» **What is asked**:
**a)** Do the following statements agree with the Italian Super Cup report? (i) Lazio beat Inter in the match. (ii) The match was played in Shanghai. (iii) Ma Jian said Wang's comments reflected the company's official position. Answer yes or no for each and quote the words of the report that decide it.
**b)** Answer these questions from the Italian Super Cup report:
(i) How many fans watched the match?
(ii) Which newspaper did Wang Bo speak to?
(iii) On whose behalf did Wang Bo look after the teams?
**c)** Carry the Italian Super Cup report forward from its final sentence.

» **Given text**:

—————

SERIE A teams Inter Milan and Lazio acted like tourists and drank wine worth more than US$10,000 when they were in China last week for the Italian Super Cup.

Italian champion Inter lost 1-2 to Italian Cup winner Lazio in the season curtain-raiser played in front of 70,000 fans at the Bird's Nest stadium in Beijing on Saturday night.

Although moving the match from Italy to China was a success, the behavior of the clubs fell below the standards the organizers expected of their guests.

"The two teams from Italy were just like two luxury tourist groups," Wang Bo, who looked after the teams on behalf of organizers United Vanson International, told the Beijing News. "Just on wine, they ran up a bill of 70,000 yuan (US$10,240)," he added. "They were extremely inconsiderate, they didn't think about anybody else's needs at all."

But Vanson spokesman Ma Jian said yesterday that Wang's comments were made in passing to the reporter and did not represent the company's official position.

—————

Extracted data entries
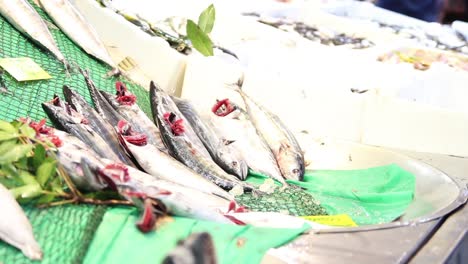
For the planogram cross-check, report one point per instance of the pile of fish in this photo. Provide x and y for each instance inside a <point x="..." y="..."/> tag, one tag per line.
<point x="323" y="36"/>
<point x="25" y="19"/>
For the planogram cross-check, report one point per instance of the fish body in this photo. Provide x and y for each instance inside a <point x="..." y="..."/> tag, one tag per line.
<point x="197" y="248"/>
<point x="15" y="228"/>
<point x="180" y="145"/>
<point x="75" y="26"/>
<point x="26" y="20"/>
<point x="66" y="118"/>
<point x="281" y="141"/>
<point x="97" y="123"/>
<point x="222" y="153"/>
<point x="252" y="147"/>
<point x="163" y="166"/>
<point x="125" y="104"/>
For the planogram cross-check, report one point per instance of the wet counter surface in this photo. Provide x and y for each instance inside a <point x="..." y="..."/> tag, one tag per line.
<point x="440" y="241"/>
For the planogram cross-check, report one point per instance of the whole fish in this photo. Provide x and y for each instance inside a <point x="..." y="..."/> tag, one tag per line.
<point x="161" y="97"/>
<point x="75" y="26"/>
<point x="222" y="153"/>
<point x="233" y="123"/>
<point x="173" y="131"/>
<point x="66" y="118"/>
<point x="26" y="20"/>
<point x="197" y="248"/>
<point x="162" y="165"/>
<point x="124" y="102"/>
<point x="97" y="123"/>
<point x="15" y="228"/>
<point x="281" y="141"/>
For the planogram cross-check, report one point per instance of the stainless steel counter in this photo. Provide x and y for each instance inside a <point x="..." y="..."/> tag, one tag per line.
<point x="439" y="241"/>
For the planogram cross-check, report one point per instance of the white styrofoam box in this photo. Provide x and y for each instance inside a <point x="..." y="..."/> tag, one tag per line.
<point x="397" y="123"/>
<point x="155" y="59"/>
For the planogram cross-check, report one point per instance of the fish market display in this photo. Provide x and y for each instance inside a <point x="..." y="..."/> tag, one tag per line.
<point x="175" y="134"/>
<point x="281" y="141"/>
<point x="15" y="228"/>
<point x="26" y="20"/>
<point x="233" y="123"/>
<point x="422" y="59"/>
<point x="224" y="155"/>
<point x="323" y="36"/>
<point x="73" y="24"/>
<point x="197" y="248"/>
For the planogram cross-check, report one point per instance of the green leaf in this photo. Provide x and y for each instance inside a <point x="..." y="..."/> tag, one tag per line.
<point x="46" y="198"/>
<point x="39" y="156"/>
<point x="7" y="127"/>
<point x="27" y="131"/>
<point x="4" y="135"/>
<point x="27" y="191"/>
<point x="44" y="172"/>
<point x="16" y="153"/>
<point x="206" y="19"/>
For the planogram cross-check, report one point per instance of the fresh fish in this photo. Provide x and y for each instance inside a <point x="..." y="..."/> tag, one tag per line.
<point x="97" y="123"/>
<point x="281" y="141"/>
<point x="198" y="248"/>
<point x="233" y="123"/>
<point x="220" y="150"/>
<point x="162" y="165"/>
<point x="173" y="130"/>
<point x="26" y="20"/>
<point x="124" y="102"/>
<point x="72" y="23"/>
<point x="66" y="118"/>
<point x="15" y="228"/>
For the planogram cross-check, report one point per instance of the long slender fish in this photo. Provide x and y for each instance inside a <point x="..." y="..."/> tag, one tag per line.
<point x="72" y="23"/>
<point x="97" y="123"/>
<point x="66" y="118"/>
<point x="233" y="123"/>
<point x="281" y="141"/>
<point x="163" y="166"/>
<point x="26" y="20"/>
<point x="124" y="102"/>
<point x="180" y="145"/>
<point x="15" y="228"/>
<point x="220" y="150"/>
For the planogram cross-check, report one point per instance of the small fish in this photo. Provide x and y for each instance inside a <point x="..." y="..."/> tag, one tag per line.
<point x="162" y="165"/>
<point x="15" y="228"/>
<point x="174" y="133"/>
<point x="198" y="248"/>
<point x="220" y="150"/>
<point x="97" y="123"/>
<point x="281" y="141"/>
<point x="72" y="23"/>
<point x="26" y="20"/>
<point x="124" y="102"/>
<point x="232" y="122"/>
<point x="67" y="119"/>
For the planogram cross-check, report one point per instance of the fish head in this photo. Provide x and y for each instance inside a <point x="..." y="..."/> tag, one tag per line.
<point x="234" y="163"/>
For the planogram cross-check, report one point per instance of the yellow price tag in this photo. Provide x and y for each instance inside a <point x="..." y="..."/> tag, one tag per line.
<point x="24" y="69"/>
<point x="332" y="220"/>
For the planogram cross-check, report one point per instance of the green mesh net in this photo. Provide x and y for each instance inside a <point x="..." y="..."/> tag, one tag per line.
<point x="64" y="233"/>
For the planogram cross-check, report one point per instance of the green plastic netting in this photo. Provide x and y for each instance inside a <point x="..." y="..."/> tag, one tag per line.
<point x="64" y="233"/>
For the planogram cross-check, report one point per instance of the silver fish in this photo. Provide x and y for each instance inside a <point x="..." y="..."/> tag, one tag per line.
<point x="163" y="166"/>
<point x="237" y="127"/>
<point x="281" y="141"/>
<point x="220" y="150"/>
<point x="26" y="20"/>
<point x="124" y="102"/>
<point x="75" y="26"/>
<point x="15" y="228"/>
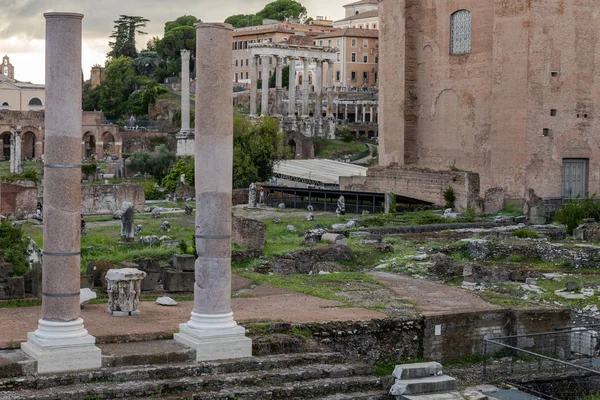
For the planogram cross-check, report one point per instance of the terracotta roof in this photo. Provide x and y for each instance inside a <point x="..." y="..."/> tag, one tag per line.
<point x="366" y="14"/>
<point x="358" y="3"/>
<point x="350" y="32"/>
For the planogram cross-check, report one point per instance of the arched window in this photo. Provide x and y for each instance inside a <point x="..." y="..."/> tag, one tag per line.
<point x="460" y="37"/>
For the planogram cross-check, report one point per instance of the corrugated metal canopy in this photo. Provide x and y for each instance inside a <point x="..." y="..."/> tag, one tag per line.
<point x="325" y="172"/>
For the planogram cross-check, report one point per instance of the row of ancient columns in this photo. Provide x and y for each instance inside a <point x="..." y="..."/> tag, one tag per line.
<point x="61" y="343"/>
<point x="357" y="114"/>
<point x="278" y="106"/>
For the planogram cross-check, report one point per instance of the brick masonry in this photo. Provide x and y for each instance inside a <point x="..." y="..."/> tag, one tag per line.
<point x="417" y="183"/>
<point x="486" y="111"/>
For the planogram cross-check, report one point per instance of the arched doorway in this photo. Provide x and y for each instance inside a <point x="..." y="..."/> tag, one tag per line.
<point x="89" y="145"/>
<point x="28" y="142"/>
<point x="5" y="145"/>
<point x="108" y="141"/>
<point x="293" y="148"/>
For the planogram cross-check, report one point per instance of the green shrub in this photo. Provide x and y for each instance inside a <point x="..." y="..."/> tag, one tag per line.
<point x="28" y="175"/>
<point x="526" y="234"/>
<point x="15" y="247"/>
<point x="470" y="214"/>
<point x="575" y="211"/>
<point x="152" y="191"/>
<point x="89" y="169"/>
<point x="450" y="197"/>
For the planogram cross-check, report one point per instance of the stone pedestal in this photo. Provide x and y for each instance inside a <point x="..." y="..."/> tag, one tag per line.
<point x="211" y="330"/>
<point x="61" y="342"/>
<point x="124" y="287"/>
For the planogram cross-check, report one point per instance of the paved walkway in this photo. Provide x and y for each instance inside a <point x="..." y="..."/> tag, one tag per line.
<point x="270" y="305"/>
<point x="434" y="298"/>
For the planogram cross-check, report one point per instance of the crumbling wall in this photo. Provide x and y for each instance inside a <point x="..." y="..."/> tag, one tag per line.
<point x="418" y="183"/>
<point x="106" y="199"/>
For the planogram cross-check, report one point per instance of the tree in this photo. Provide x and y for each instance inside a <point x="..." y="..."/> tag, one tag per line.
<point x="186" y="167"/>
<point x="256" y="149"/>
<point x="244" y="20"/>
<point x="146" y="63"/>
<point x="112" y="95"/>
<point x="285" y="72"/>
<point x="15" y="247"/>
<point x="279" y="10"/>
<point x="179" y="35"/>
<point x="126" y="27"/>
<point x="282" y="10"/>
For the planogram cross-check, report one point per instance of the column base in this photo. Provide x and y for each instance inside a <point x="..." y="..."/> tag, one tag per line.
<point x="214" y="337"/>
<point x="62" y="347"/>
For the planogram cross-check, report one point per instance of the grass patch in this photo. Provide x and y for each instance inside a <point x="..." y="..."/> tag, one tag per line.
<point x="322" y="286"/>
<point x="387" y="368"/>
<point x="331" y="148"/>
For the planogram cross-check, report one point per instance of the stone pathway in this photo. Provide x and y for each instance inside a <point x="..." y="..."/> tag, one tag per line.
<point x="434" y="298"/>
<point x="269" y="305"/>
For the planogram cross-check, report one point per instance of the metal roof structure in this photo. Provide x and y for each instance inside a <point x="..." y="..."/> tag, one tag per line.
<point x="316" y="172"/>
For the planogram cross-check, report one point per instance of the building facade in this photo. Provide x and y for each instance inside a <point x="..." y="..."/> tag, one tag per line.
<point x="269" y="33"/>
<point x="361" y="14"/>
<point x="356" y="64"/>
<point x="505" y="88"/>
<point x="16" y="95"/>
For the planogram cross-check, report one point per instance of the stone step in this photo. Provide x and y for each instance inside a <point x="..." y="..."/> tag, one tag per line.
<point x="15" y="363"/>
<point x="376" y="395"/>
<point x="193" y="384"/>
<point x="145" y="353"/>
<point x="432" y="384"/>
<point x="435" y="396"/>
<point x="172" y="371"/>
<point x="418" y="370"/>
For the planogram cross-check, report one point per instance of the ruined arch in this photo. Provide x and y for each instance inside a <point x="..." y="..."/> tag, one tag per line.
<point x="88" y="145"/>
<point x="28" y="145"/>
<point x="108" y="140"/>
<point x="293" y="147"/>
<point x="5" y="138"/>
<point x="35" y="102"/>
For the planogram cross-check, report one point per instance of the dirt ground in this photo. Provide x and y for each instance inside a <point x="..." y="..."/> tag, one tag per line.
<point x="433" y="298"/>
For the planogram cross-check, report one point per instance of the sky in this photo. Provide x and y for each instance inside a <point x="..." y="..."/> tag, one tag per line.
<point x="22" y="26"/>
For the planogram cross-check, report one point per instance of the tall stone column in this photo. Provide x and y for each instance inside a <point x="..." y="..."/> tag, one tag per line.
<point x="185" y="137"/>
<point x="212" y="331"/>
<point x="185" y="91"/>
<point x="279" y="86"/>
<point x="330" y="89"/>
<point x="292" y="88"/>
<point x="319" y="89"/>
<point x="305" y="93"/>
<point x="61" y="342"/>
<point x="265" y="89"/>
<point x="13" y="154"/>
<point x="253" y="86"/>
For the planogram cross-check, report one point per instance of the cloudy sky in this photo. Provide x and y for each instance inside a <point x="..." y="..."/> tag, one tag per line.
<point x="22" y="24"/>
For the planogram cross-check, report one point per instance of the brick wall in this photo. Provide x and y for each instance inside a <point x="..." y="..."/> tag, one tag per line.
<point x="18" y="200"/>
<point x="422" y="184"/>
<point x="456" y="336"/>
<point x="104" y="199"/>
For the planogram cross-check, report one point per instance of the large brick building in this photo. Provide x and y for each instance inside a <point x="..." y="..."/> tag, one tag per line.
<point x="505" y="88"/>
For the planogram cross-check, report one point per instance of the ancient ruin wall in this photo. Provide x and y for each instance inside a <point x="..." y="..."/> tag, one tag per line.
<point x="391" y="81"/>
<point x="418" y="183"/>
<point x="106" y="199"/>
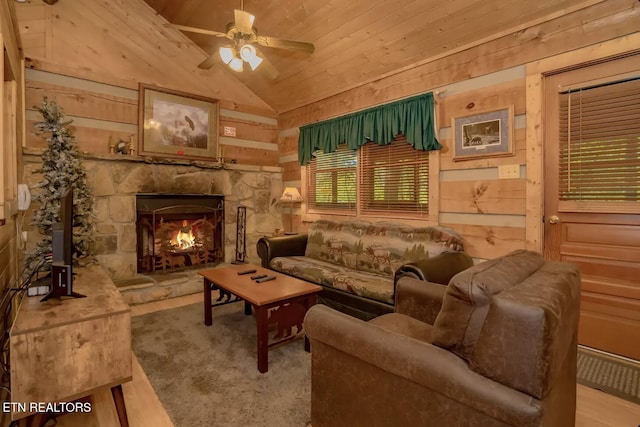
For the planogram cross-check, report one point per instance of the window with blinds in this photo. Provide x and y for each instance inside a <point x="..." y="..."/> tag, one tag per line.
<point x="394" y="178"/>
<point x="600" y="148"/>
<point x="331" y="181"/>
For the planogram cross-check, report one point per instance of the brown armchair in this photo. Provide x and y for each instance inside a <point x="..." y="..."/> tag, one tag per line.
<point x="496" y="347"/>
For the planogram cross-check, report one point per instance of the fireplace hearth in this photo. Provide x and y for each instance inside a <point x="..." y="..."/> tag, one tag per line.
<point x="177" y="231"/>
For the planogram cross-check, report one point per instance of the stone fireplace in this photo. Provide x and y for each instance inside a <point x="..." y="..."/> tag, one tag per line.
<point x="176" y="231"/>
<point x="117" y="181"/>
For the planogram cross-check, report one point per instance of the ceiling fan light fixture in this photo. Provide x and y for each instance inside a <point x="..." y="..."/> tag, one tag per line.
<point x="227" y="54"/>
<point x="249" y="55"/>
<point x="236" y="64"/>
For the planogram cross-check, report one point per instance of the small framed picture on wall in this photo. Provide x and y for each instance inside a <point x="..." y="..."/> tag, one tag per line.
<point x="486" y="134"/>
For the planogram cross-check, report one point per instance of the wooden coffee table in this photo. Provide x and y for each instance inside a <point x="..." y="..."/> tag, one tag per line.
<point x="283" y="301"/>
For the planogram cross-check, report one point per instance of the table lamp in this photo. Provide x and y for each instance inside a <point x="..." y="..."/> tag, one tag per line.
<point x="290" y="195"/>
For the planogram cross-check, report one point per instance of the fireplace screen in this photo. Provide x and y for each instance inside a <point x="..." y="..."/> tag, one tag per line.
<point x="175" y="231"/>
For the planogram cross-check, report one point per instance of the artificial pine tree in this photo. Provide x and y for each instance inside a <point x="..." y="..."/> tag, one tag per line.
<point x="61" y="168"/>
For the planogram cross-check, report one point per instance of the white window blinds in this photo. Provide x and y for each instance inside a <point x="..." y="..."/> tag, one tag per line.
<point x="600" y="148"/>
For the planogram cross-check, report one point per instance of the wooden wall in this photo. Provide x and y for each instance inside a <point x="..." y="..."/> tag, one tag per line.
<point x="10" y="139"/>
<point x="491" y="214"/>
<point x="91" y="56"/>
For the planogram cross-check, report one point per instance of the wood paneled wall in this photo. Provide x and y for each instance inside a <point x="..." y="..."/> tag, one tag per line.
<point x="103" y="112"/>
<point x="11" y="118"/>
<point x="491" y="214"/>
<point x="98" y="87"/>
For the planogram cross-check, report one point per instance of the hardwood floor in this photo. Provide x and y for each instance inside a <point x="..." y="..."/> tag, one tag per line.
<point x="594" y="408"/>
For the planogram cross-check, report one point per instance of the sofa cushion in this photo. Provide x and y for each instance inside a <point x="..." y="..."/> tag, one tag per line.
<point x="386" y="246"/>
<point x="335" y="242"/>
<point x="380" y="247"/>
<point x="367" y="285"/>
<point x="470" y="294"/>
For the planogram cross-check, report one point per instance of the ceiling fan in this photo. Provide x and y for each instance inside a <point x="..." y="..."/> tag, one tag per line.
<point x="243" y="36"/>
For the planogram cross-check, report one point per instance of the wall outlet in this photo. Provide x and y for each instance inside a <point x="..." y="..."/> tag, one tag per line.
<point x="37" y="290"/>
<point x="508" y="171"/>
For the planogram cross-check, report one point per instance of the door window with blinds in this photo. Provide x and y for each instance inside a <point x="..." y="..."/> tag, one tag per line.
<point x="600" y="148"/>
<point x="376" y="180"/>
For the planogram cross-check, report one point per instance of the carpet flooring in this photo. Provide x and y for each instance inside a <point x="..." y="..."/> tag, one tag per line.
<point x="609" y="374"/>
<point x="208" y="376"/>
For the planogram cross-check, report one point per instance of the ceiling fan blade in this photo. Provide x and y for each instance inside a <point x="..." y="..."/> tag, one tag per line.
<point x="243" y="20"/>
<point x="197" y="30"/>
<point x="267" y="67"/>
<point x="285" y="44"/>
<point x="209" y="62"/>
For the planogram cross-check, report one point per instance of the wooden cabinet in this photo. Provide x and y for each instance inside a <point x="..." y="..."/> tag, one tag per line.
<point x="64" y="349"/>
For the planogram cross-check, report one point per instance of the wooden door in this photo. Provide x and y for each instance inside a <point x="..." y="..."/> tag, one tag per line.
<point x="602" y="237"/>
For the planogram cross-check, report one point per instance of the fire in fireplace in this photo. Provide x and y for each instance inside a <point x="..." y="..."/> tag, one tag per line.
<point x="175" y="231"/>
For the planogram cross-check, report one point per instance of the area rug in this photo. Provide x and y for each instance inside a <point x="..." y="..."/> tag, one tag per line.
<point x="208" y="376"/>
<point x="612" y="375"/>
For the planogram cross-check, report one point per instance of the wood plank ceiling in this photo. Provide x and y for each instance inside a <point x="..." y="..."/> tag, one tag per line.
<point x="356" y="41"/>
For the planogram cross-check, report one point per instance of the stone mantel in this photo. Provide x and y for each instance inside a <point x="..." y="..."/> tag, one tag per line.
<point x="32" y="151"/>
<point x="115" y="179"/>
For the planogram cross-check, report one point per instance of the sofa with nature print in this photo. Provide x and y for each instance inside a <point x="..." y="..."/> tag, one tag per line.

—————

» **Exercise results**:
**a)**
(i) Yes: "Italian champion Inter lost 1-2 to Italian Cup winner Lazio"
(ii) No: "at the Bird's Nest stadium in Beijing"
(iii) No: "did not represent the company's official position"

**b)**
(i) 70,000
(ii) The Beijing News
(iii) The organizers, United Vanson International

**c)**
Wang's complaints compound the impression that the trip was a public relations disaster for Inter and its coach Jose Mourinho in particular.

The Beijing News had a particular grievance with Mourinho after he lambasted its reporter in the post-match press conference.

Asked why Lazio, playing on the same pitch and in the same searing heat that Mourinho had previously complained about, was able to win, the Portuguese rounded on her.

"After the first two questions, I know why Chinese football is so rubbish and why China has won gold medals in so many sports but not football, because the journalists are so unprofessional."

Mourinho expanded on the shortcomings of the Chinese media after a question from Xinhua News Agency, saying he could only conclude that they did not "understand a thing".

The Chinese media responded by branding Mourinho arrogant and stories of other snubs and jibes circulated on the internet.

On Monday, Inter posted a statement on its Chinese language Website defending him against accusations that he would not meet China's national team coach. "Jose Mourinho today firmly denied the reports that he refused to meet China's coach Gao Hongbo," it read. "After Inter's training in the Olympic Sports Centre in the afternoon of August 5, Gao met and talked to Mourinho..."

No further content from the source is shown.